_INSTRUCTIONS FOR THE TASK_
What is needed is the full set of records, word for word, with no pictures.

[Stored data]
···

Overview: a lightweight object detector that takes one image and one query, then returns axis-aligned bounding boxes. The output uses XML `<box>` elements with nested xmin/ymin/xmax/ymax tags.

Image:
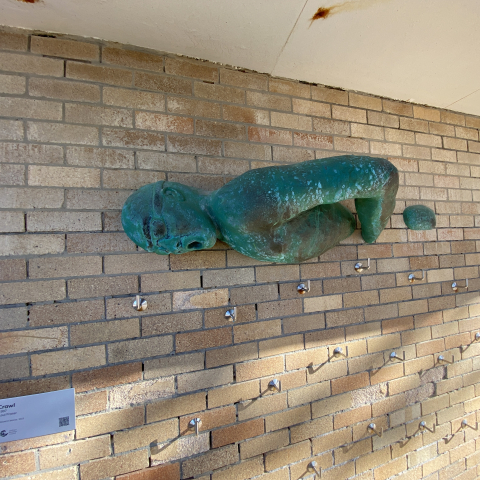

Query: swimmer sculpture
<box><xmin>121</xmin><ymin>155</ymin><xmax>415</xmax><ymax>263</ymax></box>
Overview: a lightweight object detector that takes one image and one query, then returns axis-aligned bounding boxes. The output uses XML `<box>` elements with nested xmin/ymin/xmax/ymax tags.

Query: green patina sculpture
<box><xmin>403</xmin><ymin>205</ymin><xmax>436</xmax><ymax>230</ymax></box>
<box><xmin>122</xmin><ymin>155</ymin><xmax>400</xmax><ymax>263</ymax></box>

···

_ANSWER TO THIS TASK_
Overview: a lightweight object detector that takes one image and one query, then returns axis-aligned bounding boxes. The output uses XML `<box>` elements with nested xmin/ymin/xmax/ymax tags.

Image:

Query: swimmer sculpture
<box><xmin>121</xmin><ymin>155</ymin><xmax>415</xmax><ymax>263</ymax></box>
Overview: a lightweight object detector that takes one image and one query, then returns axis-aligned bounding boxes. The output uses XML `<box>` elements with nested xmin/ymin/xmax/ymax tags.

Query: green patina sculpture
<box><xmin>403</xmin><ymin>205</ymin><xmax>436</xmax><ymax>230</ymax></box>
<box><xmin>122</xmin><ymin>155</ymin><xmax>400</xmax><ymax>263</ymax></box>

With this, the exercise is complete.